**Bagian Dokumen:**
<<<<
Dari eksperimentasi tersebutlah, musik senantiasa berkembang melahirkan genre-genre disepanjang kehidupan manusia. Jika kita melirik sedikit sejarah, genre-genre musik itu sendiri merupakan protes atas genre sebelumnya, ini berarti musik sejatinya adalah simbol perlawanan, anti kemapanan. Musik juga menjadi salah satu sarana kritik sosial yang efektif apapun genrenya. Sepanjang sejarah negeri ini saja, kita temui banyak lagu yang dibredel dan dilarang beredar bahkan musisinya pun dipenjarakan karena dianggap mengganggu stabilitas negara.

Musik juga dapat dijadikan sarana pendidikan demokrasi yang efektif, dalam musik kita akan menemukan harmonisasi atas sesuatu yang berbeda satu sama lainnya namun mampu hadir setara, selaras dan tertib mengerjakan urusannya masing-masing, doing one’s own job, dalam pengertian masing-masing komposisi penyusun musik tidak memainkan egonya untuk mencampuri urusan yang bukan posisinya.
>>>>
**Data yang Diberikan:**
<<<<
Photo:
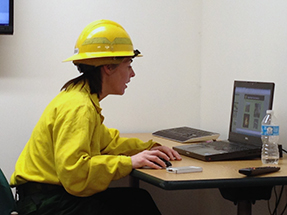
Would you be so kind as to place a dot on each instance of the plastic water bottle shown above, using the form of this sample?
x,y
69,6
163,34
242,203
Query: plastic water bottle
x,y
270,138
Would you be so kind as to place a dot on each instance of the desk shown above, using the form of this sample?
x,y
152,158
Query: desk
x,y
223,175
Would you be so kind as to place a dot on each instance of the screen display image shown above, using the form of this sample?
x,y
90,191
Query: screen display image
x,y
247,117
4,12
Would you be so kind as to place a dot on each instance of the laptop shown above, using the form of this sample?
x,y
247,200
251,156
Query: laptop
x,y
186,134
249,104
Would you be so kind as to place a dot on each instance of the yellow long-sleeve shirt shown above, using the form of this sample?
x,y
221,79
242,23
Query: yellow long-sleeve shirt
x,y
71,146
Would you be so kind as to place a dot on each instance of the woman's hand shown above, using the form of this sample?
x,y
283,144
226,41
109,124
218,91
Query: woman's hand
x,y
152,156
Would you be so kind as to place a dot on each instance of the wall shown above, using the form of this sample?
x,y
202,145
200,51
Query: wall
x,y
192,50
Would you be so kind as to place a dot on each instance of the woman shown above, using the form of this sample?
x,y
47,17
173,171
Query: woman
x,y
71,157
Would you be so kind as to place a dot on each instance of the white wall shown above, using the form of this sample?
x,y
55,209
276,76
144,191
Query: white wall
x,y
192,50
242,40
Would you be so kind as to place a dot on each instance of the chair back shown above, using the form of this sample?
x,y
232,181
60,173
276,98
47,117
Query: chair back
x,y
7,201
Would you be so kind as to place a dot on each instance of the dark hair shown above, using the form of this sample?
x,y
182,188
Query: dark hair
x,y
91,75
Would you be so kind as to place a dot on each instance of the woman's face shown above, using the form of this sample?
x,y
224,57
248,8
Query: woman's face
x,y
120,77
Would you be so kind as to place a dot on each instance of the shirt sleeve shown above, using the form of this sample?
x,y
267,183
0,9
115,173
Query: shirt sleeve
x,y
88,156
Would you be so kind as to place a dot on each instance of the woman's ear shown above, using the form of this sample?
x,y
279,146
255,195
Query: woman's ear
x,y
109,69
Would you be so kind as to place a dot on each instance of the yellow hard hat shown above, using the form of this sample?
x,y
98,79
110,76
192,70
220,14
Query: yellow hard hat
x,y
102,42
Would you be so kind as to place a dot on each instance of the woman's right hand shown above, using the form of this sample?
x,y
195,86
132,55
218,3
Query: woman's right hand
x,y
149,158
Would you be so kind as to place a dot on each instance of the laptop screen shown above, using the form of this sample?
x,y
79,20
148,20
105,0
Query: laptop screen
x,y
250,102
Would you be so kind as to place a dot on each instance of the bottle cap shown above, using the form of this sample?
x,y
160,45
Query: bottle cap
x,y
269,111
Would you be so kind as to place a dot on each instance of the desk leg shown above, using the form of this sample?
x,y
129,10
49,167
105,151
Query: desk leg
x,y
244,208
244,197
134,182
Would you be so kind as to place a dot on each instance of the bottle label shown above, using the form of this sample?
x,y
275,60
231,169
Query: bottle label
x,y
270,130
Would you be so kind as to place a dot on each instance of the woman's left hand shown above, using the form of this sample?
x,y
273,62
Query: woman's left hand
x,y
172,154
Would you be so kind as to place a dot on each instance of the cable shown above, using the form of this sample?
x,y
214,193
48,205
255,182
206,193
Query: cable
x,y
278,199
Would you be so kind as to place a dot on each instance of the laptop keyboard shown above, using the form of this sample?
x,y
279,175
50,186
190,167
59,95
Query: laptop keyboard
x,y
230,147
183,133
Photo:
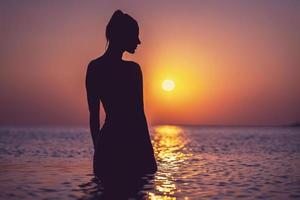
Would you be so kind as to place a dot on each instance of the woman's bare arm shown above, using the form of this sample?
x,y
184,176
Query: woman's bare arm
x,y
93,98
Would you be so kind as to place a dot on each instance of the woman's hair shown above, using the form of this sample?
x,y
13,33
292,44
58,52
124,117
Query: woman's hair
x,y
120,26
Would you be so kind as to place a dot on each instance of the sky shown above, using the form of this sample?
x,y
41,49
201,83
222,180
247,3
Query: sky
x,y
232,62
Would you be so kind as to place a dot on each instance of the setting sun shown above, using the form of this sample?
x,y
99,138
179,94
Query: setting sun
x,y
168,85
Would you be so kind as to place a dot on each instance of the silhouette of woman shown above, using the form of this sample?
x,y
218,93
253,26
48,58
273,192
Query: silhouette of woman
x,y
123,145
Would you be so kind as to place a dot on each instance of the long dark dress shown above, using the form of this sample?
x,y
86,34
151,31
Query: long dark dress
x,y
123,146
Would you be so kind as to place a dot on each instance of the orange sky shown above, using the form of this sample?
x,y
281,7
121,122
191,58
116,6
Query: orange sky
x,y
232,63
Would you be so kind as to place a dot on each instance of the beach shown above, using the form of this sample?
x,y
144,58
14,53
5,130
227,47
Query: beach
x,y
194,162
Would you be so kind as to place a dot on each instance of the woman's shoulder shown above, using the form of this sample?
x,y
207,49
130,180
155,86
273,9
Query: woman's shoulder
x,y
133,66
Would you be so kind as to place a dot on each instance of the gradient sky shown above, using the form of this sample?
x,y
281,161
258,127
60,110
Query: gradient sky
x,y
233,62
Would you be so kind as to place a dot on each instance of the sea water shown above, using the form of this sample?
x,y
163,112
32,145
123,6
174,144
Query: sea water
x,y
194,162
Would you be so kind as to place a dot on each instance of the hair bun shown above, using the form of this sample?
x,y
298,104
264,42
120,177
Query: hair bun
x,y
117,13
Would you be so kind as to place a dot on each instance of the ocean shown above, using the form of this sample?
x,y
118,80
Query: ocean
x,y
194,162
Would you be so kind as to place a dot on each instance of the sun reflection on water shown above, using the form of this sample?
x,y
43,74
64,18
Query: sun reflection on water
x,y
169,143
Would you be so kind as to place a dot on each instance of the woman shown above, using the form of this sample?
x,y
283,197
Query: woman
x,y
123,145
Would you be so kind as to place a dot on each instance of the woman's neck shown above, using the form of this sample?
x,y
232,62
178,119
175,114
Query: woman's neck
x,y
114,52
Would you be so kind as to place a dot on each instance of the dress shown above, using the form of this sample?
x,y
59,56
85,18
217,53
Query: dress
x,y
123,147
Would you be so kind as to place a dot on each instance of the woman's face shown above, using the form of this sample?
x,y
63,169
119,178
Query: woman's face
x,y
132,41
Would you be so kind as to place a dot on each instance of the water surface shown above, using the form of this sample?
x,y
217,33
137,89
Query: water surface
x,y
193,163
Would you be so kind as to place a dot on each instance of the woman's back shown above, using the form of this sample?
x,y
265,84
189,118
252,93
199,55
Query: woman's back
x,y
123,145
119,87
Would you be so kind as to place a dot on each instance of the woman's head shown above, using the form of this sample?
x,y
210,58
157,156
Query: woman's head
x,y
122,31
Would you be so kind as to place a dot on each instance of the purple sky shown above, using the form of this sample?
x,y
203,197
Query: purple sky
x,y
244,53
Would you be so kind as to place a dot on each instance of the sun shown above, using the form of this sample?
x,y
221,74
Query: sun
x,y
168,85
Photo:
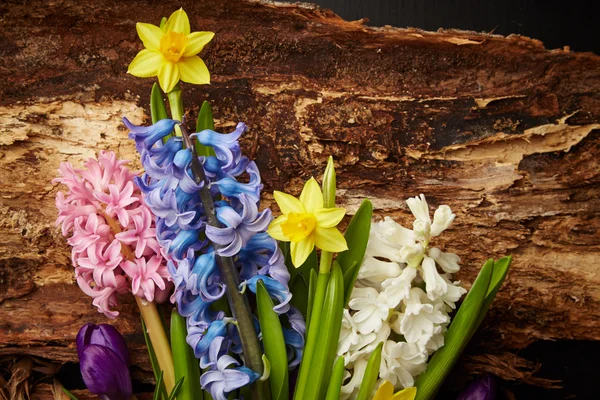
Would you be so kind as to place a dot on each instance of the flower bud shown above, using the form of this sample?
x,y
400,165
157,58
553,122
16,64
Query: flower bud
x,y
104,361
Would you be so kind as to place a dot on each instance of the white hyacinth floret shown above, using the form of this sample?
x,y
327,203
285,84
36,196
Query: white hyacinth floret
x,y
400,299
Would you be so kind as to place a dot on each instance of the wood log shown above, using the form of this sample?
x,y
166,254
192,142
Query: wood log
x,y
499,128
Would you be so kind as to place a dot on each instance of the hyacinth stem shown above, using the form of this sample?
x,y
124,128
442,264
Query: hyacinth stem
x,y
154,326
312,336
159,340
237,301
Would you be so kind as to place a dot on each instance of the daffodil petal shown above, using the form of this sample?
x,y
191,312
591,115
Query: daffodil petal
x,y
196,42
311,196
287,203
406,394
301,250
168,76
145,64
385,391
178,22
329,217
330,239
275,231
150,35
193,70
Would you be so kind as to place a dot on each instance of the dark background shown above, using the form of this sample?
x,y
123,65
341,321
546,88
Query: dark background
x,y
573,23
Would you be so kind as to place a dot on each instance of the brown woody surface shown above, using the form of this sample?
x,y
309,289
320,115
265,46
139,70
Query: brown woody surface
x,y
501,129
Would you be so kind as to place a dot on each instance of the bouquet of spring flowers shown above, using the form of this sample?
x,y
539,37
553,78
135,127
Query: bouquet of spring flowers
x,y
264,307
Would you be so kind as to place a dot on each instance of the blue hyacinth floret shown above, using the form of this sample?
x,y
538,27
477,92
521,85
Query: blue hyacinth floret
x,y
189,244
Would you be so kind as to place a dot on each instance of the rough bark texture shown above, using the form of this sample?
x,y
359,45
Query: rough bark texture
x,y
501,129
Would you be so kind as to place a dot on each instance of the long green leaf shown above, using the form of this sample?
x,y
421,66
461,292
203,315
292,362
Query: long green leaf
x,y
501,268
177,389
157,392
371,374
160,387
329,333
299,289
357,237
71,395
158,110
457,336
205,121
273,342
337,377
184,361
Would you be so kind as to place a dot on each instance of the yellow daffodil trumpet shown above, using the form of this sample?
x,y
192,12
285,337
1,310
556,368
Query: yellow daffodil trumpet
x,y
171,53
306,223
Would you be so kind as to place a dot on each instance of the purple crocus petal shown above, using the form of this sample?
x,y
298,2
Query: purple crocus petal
x,y
481,389
146,136
102,335
105,373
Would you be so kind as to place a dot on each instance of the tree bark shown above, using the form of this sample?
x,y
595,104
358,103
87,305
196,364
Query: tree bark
x,y
502,130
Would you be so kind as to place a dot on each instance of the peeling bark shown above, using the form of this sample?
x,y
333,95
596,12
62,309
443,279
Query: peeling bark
x,y
499,128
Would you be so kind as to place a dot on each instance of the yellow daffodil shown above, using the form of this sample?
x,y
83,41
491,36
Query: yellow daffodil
x,y
305,223
386,392
170,53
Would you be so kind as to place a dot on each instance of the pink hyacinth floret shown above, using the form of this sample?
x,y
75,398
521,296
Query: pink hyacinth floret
x,y
112,233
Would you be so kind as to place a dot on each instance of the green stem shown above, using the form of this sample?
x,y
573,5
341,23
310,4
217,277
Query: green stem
x,y
312,337
237,301
159,340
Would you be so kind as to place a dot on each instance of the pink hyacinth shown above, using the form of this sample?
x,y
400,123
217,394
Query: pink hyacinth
x,y
112,233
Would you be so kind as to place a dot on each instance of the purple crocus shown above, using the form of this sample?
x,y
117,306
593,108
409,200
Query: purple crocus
x,y
104,361
481,389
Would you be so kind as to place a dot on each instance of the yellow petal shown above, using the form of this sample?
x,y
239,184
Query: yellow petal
x,y
330,239
385,391
196,42
406,394
311,196
329,217
193,70
301,250
145,64
168,76
150,35
287,203
275,231
178,22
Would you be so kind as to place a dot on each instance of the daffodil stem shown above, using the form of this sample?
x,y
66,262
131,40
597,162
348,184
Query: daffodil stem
x,y
313,334
176,105
237,301
159,340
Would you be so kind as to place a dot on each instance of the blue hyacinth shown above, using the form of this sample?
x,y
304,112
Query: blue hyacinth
x,y
192,246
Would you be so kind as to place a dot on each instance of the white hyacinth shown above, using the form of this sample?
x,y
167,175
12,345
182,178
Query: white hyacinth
x,y
400,299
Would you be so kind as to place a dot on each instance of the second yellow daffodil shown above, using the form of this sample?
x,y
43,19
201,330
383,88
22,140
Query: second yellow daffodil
x,y
386,392
306,223
171,53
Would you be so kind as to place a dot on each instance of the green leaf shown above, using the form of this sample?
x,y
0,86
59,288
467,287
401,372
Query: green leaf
x,y
273,342
177,389
157,392
299,289
158,110
71,395
312,288
205,121
371,374
357,237
329,184
329,332
501,268
457,337
337,377
154,362
184,361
>>>>
**Tugas Latihan:**
**A)** Menurut teks tentang musik, mengapa ada musisi di negeri ini yang sampai dipenjarakan?
**B)** Ubah bagian teks tentang musik mulai dari "Musik juga dapat" sampai dengan "yang bukan posisinya.", dengan mengganti "harmonisasi" menjadi "keserasian".
Item di atas tidak diperlukan untuk mengerjakan tugas.

**Jawaban per Tugas:**
**A)** Karena dianggap mengganggu stabilitas negara.

**B)**
Musik juga dapat dijadikan sarana pendidikan demokrasi yang efektif, dalam musik kita akan menemukan keserasian atas sesuatu yang berbeda satu sama lainnya namun mampu hadir setara, selaras dan tertib mengerjakan urusannya masing-masing, doing one’s own job, dalam pengertian masing-masing komposisi penyusun musik tidak memainkan egonya untuk mencampuri urusan yang bukan posisinya.